§ **What you are asked to do**:
Recast the listing below as a numbered list, leaving out any blank lines.

Items stored from a collection

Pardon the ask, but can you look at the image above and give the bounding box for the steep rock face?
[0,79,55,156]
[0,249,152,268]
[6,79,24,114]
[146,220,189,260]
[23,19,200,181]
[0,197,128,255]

§ **Result for this exercise**:
1. Pardon the ask, but can you look at the image above and give the bounding box for the steep rock face?
2. [0,79,55,156]
3. [0,249,152,268]
4. [6,79,24,114]
5. [146,220,189,260]
6. [23,19,200,181]
7. [0,197,128,255]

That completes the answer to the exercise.